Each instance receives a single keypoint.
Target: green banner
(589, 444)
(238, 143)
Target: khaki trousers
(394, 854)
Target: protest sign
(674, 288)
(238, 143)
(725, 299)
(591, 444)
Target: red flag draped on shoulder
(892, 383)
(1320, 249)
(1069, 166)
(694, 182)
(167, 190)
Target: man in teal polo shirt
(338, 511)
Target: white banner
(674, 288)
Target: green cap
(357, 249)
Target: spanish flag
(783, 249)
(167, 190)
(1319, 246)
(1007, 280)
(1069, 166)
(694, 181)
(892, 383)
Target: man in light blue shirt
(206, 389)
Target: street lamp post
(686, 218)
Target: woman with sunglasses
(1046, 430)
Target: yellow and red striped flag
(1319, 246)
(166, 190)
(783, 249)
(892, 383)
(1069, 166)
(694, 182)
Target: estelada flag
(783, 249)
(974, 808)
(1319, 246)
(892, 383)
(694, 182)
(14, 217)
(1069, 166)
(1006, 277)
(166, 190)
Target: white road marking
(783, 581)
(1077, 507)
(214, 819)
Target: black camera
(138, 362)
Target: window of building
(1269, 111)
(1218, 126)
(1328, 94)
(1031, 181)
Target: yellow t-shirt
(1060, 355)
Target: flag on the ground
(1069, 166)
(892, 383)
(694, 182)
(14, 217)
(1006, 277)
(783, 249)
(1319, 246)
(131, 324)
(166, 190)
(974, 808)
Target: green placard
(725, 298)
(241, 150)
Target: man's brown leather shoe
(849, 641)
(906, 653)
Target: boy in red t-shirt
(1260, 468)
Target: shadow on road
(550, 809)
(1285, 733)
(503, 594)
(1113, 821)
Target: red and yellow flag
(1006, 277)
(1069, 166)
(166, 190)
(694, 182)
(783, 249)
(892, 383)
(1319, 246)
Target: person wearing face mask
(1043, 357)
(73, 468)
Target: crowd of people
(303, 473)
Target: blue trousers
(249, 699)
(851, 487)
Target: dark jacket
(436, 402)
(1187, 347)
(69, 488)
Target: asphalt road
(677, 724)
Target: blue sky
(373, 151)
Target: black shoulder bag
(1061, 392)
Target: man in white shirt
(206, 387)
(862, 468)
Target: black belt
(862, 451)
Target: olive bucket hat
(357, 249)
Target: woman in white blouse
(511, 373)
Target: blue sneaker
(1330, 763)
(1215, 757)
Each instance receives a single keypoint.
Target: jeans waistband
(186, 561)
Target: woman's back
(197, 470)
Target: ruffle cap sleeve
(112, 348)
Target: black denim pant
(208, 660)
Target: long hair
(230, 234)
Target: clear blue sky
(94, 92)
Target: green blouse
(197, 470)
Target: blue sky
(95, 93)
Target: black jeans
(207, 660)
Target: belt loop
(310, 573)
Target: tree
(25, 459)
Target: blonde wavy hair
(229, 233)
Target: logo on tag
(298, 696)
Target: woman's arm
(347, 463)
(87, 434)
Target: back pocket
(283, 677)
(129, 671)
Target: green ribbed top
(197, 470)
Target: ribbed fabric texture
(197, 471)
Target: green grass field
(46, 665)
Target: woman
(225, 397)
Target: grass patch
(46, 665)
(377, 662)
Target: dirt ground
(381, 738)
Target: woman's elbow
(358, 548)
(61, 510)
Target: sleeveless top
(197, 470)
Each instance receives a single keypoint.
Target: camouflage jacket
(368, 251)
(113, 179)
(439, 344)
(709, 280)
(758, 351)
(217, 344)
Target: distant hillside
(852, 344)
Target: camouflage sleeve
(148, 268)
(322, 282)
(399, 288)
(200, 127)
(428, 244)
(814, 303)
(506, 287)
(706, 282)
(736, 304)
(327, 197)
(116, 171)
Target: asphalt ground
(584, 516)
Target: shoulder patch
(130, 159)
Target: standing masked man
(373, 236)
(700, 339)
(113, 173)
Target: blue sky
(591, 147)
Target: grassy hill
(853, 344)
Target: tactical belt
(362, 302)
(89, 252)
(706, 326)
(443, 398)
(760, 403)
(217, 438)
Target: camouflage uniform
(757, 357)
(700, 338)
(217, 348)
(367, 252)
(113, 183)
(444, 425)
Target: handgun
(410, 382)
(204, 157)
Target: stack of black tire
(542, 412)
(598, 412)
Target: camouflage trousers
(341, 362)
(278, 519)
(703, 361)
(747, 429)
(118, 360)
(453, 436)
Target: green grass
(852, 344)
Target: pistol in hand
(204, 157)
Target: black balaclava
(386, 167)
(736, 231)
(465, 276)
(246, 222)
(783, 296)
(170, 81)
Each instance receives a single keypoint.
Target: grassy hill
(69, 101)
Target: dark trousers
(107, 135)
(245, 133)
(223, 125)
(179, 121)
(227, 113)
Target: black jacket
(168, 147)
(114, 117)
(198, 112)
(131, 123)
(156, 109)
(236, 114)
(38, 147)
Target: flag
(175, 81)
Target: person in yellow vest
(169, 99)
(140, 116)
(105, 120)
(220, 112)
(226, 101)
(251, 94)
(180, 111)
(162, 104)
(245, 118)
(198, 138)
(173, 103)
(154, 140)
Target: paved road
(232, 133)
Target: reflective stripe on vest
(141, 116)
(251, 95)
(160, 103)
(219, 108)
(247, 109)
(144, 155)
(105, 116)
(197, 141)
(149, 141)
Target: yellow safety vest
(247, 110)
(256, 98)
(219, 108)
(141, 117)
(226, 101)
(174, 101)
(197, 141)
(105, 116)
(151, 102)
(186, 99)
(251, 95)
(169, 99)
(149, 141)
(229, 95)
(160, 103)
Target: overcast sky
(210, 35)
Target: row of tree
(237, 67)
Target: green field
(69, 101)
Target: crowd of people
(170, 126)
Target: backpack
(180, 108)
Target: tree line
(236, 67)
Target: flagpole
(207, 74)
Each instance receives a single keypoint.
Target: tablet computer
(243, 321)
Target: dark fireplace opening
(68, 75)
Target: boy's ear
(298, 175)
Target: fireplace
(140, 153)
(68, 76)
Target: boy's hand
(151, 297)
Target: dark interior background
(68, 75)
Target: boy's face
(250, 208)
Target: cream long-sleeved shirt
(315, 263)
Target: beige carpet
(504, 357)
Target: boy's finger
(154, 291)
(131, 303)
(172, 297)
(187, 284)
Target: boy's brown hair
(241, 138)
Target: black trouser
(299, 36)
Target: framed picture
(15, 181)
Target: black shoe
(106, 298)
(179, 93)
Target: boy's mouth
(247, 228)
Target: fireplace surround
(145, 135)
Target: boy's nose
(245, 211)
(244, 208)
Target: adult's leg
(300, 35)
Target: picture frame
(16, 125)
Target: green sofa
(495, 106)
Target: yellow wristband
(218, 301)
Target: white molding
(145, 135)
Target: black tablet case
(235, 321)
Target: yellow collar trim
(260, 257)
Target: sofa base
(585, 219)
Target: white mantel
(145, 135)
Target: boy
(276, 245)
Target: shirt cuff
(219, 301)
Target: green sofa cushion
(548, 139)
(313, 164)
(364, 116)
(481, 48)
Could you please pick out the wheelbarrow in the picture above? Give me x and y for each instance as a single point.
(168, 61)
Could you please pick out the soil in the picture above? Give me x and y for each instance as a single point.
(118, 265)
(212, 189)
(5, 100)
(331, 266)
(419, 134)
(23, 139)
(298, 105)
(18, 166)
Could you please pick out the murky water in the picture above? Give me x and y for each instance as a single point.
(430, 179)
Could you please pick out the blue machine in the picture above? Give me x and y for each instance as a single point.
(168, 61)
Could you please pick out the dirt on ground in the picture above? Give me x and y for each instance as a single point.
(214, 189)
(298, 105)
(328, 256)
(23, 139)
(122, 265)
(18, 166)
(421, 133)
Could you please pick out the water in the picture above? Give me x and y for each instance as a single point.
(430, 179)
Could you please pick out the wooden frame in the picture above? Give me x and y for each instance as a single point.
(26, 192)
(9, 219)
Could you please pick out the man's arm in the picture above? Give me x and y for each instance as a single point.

────

• _Required action_: At the line containing "Could you please pick out the soil", start copying. Continue exactly through the final line of the entries above and stop there.

• _Written answer_:
Could you please pick out the soil in the picture above? Give me x and y for each instance as a single point.
(118, 265)
(212, 189)
(5, 100)
(331, 266)
(419, 134)
(23, 139)
(298, 105)
(18, 166)
Could you please pick out the murky water in the picture above? Give me x and y for each instance as a single point.
(430, 179)
Could you please pick out the blue machine in the picture above? Give me x and y for each instance as a single point.
(168, 61)
Could you please pick out the dirt on ground in the picture above? Give me x and y for each instance as a single point.
(214, 189)
(298, 105)
(328, 256)
(23, 139)
(122, 265)
(18, 166)
(421, 133)
Could you please pick out the water in the picture above? Give me x and y for each instance as a single point.
(430, 179)
Could you please pick out the wooden frame in the picture above? Give me x and y for each instance as a single point.
(26, 192)
(9, 219)
Could you please pick out the man's arm in the picture above? Give me x and y for each instance as a single point.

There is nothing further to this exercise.